* Task statement:
Where the records below show the word "segment" in a line, please copy that line.

[Stored records]

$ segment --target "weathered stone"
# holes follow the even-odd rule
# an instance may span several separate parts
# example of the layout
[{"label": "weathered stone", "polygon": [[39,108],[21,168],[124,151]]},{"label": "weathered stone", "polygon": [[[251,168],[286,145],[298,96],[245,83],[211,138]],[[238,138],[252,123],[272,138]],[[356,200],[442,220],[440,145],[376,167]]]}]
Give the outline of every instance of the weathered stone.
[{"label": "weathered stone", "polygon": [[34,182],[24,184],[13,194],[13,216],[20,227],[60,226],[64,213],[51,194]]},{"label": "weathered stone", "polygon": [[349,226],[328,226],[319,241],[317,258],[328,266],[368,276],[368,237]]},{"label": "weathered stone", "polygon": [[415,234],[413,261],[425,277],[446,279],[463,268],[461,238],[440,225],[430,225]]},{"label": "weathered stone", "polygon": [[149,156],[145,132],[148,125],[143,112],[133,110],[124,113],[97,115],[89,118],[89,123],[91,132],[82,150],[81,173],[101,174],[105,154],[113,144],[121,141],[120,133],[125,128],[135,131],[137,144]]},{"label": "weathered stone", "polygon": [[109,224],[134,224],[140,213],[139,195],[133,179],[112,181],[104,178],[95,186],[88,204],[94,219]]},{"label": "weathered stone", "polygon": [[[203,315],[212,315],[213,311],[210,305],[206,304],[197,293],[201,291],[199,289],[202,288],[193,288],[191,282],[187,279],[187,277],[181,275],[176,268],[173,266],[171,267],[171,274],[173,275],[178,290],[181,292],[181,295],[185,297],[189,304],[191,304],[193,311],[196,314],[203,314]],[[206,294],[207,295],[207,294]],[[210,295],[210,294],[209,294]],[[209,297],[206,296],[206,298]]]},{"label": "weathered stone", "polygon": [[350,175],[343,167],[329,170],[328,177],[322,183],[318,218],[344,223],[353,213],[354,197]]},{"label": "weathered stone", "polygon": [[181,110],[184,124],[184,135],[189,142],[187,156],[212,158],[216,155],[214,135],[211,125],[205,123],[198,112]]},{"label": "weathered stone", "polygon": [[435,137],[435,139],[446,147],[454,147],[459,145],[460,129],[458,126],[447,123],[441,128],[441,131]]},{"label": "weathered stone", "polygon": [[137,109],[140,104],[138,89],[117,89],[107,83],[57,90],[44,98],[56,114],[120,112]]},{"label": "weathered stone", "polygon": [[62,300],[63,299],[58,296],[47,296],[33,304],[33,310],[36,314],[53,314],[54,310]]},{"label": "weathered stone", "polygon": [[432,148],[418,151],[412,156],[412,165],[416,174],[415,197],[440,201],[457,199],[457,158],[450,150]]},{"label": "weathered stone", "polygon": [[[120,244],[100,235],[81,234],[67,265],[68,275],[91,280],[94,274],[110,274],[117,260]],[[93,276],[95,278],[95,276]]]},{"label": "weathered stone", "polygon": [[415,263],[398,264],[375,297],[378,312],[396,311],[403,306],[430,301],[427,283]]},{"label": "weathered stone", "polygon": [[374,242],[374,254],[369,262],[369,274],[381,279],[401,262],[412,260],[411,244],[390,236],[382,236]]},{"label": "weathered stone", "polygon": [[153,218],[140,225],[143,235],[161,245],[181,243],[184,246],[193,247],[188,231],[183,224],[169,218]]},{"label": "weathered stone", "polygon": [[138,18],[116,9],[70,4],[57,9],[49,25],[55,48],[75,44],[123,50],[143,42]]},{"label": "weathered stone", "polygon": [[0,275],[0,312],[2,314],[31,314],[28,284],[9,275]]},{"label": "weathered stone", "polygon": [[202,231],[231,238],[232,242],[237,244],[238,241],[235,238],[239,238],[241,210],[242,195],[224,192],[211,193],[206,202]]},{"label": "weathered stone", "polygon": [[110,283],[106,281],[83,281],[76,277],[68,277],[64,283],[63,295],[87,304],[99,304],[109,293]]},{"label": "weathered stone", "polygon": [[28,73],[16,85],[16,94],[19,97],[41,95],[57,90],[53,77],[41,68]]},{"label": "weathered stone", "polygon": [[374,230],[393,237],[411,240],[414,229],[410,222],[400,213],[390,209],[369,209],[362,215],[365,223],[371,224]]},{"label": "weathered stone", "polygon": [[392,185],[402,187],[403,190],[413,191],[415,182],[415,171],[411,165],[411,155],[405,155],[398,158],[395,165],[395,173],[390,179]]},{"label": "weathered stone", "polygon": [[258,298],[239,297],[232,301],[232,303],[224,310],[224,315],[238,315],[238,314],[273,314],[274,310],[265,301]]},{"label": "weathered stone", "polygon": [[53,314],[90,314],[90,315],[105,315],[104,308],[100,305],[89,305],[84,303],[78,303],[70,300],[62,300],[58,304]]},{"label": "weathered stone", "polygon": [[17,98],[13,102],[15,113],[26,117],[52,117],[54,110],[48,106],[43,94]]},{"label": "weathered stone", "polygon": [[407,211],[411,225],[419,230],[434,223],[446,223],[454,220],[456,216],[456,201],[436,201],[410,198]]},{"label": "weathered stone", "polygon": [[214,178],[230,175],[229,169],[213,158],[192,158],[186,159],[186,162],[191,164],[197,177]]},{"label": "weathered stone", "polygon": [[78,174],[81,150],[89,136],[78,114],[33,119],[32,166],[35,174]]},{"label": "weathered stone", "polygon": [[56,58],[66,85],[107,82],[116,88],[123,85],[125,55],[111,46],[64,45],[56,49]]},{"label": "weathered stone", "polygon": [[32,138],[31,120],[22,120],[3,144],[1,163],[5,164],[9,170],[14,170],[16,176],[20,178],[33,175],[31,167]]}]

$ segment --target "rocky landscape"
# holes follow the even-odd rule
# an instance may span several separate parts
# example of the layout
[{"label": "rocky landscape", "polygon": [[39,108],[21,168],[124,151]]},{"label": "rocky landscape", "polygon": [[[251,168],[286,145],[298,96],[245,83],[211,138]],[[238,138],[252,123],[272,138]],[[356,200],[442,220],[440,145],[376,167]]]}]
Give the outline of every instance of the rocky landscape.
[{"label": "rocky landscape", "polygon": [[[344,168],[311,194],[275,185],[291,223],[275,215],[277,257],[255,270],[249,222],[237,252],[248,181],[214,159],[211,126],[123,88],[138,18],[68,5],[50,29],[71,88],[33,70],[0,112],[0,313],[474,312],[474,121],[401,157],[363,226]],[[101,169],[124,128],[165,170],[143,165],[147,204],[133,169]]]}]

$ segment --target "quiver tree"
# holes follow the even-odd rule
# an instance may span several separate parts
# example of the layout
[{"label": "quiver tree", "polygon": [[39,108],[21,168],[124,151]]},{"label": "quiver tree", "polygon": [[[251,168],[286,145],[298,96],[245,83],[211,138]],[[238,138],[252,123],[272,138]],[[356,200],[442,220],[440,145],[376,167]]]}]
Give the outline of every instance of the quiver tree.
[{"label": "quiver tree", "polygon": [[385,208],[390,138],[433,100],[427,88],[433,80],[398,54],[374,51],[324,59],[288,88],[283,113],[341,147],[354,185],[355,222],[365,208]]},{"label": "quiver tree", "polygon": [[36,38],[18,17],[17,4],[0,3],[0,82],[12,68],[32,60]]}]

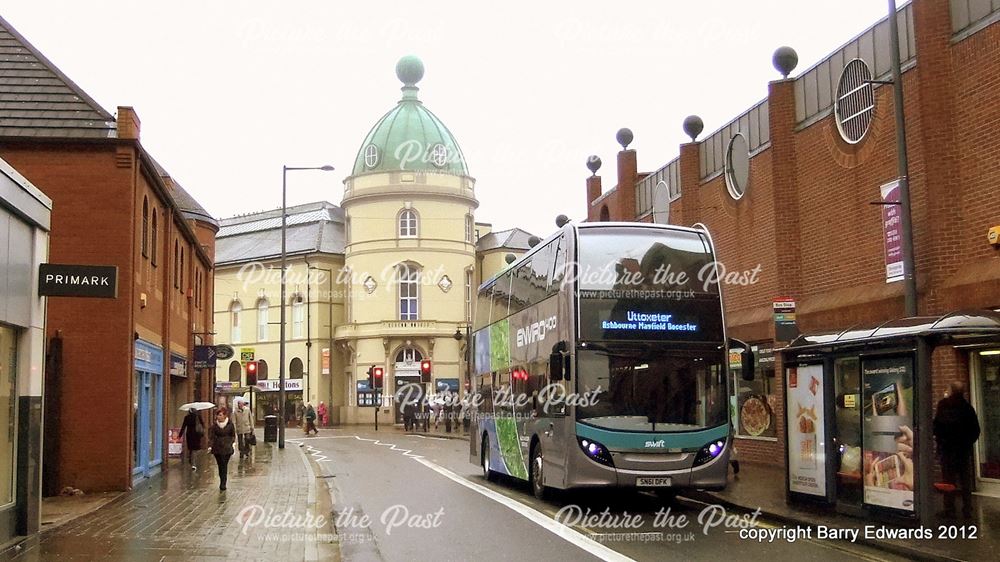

* Written answer:
$ segment --target "weathered stone"
$ segment --target "rocky landscape"
$ segment --target "quiver tree"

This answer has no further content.